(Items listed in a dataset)
———
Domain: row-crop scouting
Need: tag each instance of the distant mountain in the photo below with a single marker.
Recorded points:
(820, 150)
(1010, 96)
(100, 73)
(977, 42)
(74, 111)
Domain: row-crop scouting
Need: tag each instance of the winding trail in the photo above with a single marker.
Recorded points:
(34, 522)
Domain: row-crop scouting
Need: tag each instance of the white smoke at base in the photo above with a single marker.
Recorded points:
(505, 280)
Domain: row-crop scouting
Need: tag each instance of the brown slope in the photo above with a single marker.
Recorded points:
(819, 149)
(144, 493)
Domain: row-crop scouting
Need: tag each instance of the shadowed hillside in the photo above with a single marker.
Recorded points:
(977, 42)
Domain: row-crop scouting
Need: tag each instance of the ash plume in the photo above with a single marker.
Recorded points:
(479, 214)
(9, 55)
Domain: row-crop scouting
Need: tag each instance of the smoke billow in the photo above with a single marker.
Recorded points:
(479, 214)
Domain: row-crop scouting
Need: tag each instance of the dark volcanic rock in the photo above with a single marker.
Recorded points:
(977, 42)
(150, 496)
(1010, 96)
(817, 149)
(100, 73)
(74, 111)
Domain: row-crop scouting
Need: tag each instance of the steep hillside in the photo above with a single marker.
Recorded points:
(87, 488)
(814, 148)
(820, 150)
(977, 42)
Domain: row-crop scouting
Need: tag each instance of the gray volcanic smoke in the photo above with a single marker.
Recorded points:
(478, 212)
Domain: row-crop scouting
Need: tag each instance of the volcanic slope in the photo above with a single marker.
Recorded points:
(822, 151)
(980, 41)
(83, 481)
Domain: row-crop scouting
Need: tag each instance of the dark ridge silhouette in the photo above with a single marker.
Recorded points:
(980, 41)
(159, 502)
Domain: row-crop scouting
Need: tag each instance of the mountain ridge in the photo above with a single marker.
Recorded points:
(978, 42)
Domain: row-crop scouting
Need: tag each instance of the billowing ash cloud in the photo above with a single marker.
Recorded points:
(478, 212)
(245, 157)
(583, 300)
———
#### Your assignment:
The result should be every line that contains "dark", copied from the entries.

#### Your solution:
Need: tag each instance of the dark volcanic rock in the photo above with a single marker.
Need: tag each instance of the dark ridge silhouette in the photo above with a single marker.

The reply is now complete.